Task requirements:
Convert the rows, from the start through the line containing "x=344 y=219", into a two-column CSV with the headers input and output and one CSV line per row. Put each field in double quotes and replace any line breaks inside a field with spaces.

Dataset excerpts:
====

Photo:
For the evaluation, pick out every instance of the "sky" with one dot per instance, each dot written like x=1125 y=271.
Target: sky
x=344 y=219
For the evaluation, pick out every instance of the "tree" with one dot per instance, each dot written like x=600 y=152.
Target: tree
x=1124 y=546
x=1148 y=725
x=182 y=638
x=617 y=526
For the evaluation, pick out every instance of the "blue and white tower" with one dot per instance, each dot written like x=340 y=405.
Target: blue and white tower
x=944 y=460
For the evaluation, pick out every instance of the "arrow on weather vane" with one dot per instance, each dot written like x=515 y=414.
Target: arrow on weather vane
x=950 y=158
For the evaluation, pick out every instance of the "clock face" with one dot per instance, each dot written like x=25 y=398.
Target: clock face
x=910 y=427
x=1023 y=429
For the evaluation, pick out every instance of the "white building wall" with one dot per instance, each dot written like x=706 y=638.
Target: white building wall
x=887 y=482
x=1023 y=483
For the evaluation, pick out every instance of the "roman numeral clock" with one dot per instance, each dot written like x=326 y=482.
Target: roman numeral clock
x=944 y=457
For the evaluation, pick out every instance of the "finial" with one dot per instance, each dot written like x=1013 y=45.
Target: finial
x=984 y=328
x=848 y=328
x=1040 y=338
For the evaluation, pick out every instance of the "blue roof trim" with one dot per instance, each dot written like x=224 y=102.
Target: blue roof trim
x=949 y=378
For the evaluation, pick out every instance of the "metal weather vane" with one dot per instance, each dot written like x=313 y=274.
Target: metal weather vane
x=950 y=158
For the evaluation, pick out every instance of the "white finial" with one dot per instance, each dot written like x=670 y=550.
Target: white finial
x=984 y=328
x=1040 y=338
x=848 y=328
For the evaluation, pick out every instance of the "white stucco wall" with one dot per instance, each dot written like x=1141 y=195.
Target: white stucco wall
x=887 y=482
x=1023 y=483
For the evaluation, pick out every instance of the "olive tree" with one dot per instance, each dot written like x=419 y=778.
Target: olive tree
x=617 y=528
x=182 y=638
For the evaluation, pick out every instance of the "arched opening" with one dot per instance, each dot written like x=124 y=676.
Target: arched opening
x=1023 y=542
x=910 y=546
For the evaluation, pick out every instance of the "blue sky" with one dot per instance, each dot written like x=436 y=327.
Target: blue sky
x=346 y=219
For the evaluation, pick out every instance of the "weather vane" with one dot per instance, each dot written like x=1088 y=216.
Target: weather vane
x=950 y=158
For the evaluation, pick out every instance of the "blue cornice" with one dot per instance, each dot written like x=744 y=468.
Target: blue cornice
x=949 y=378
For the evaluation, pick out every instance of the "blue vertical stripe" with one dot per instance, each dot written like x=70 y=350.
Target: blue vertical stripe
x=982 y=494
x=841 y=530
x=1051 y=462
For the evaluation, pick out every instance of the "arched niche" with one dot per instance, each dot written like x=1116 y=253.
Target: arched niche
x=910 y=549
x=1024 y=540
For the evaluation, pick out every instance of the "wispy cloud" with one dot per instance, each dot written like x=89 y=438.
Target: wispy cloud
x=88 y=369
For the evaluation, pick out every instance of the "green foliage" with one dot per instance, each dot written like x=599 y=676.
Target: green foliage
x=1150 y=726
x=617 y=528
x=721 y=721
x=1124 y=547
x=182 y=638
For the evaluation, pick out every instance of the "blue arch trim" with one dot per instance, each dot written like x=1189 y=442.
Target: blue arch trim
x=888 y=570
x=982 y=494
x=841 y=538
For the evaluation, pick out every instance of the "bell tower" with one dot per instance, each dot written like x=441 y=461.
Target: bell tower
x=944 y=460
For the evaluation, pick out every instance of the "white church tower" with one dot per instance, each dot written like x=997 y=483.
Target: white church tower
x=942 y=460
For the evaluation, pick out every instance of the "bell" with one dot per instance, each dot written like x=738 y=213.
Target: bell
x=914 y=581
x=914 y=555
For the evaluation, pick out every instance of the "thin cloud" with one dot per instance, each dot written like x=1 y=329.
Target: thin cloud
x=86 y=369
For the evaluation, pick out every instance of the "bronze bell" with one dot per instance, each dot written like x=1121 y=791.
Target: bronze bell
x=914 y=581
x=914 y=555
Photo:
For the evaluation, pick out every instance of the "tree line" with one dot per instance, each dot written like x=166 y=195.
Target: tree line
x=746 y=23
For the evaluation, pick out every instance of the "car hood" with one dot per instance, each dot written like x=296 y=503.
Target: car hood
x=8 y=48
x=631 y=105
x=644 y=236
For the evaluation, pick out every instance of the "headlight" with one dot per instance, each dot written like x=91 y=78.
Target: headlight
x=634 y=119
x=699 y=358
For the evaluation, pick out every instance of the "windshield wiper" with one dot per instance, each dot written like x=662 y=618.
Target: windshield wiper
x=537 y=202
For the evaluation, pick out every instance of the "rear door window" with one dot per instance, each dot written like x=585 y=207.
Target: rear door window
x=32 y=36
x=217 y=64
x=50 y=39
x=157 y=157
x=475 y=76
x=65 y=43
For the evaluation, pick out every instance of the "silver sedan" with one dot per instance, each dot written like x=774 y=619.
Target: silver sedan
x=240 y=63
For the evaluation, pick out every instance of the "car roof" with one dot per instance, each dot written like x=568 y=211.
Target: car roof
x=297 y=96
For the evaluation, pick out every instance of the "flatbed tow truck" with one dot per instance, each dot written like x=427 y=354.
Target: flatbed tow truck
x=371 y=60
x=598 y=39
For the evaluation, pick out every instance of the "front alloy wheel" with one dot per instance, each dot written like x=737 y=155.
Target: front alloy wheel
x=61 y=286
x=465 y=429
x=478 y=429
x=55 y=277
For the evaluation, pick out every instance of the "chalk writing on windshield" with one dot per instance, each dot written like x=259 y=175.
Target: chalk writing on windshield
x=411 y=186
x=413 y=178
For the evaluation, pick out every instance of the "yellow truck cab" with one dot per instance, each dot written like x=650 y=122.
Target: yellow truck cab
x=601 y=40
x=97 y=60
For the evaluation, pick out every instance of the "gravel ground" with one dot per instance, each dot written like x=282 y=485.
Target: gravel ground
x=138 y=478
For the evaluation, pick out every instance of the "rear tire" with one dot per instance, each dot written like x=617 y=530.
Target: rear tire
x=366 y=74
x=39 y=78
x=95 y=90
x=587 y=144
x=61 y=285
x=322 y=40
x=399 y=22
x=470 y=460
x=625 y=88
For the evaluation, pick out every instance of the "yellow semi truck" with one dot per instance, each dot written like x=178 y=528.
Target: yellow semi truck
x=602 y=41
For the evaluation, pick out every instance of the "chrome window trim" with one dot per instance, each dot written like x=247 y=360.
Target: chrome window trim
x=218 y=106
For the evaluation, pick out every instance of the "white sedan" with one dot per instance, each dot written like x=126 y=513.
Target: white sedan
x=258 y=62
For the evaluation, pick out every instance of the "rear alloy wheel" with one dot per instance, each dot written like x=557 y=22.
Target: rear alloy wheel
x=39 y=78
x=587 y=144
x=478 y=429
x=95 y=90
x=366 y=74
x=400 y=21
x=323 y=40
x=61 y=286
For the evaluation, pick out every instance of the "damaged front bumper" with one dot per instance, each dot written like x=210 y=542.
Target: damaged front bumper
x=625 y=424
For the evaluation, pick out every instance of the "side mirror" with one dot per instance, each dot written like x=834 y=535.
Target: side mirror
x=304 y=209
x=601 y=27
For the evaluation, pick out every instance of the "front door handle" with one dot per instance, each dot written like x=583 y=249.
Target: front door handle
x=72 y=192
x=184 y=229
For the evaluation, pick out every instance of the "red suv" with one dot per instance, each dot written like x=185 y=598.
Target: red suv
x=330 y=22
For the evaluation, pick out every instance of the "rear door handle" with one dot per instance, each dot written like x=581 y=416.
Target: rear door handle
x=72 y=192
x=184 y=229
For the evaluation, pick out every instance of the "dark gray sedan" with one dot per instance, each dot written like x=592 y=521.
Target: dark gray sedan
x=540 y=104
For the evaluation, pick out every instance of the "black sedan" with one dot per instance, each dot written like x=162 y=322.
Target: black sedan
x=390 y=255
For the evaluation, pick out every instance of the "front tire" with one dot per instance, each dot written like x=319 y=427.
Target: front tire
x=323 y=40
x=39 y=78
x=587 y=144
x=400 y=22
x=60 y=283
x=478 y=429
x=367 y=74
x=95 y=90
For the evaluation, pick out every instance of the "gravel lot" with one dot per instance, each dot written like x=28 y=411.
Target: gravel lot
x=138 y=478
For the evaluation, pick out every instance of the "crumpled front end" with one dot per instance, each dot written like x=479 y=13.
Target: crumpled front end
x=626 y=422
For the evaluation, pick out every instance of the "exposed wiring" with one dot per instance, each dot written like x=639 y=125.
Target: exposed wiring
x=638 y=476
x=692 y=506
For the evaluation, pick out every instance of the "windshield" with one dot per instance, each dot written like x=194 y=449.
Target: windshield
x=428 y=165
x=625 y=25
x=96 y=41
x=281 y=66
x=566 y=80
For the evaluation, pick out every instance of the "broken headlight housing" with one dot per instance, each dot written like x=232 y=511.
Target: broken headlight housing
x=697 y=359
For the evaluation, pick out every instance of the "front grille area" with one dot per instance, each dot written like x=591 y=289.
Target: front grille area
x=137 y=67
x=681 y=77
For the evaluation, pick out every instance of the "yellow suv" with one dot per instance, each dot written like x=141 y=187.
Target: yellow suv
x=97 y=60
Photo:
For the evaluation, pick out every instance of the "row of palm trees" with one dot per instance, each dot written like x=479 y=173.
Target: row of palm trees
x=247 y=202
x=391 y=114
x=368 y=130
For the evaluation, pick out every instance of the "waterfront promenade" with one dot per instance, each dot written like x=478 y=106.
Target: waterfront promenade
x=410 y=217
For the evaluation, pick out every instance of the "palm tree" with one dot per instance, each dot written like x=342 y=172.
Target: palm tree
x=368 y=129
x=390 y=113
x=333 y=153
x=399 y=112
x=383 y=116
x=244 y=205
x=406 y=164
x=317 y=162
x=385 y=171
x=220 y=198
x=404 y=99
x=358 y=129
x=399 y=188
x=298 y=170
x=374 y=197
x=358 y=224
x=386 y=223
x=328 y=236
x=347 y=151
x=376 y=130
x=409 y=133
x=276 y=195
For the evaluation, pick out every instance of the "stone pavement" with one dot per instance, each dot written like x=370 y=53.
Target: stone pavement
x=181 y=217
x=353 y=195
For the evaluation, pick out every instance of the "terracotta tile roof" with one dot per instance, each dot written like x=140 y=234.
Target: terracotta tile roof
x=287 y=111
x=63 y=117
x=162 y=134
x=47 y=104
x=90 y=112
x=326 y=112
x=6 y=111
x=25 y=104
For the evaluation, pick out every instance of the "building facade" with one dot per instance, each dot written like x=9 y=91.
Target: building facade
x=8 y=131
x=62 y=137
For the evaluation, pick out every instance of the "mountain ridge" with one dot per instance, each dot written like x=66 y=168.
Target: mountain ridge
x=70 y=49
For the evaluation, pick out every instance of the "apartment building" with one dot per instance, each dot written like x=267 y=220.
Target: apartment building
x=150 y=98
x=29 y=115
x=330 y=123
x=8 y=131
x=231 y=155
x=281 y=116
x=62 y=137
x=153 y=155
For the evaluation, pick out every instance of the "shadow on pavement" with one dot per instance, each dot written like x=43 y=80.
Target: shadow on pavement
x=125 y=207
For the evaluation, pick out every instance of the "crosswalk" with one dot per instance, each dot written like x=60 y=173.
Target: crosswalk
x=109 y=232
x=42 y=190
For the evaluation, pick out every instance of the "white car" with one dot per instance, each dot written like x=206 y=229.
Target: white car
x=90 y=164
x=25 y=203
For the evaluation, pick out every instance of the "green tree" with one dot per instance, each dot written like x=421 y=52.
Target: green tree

====

Solution to this exercise:
input,output
"Photo: For the evaluation, pick out every instance of the ""sky"" with one dot per instance, each dot written like x=1125 y=271. Target: sky","x=344 y=219"